▶ EXERCISE DETAILS
Pictures must be kept out of the copy. Every entry is to be duplicated exactly.

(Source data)
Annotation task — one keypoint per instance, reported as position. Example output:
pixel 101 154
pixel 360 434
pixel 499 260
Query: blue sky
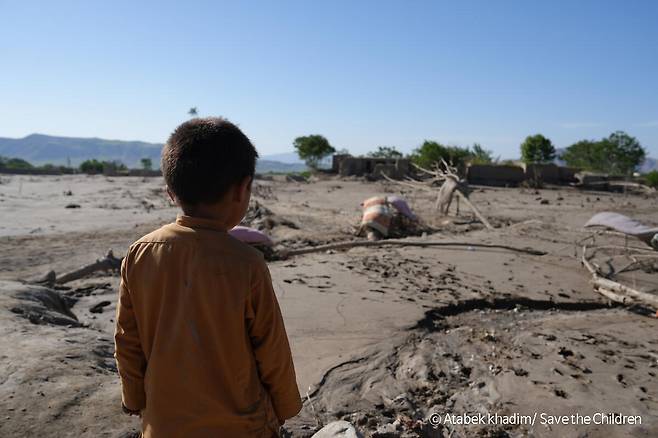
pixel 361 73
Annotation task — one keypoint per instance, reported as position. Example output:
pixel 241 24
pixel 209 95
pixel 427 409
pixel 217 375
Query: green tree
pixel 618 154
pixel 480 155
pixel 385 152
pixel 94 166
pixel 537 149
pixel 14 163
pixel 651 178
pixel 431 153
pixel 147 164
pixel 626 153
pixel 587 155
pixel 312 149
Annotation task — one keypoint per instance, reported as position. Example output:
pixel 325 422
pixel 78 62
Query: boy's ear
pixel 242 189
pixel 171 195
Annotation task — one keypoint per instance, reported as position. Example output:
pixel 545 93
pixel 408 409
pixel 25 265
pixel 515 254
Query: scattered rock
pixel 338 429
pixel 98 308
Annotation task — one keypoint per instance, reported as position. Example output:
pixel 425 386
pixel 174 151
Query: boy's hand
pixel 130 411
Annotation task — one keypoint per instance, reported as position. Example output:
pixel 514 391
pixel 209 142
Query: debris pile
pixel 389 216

▶ YOUR SOLUTION
Annotation task — one keypoint per instance, reported as position. Example output:
pixel 101 154
pixel 360 434
pixel 499 260
Query: blue sky
pixel 361 73
Annotation task — one keypoint per instance, reported as position. Example output:
pixel 241 24
pixel 209 95
pixel 427 409
pixel 217 375
Query: green tree
pixel 618 154
pixel 480 155
pixel 385 152
pixel 94 166
pixel 537 149
pixel 14 163
pixel 651 178
pixel 431 153
pixel 147 164
pixel 626 153
pixel 587 155
pixel 312 149
Annotation task — one keypoint per instance, reported as position. Example output:
pixel 325 422
pixel 78 62
Query: boy's ear
pixel 242 189
pixel 171 195
Annotation task — one keypoint per instance, reported as position. Example output:
pixel 545 93
pixel 408 409
pixel 25 265
pixel 515 254
Query: scattered rock
pixel 338 429
pixel 98 308
Annotation task — one keypoint per instance, reported as position. Example output:
pixel 425 386
pixel 174 151
Query: boy's hand
pixel 130 411
Annotation task — one keypoint per instance, reported as position. Example output:
pixel 514 391
pixel 209 142
Query: debris pile
pixel 389 216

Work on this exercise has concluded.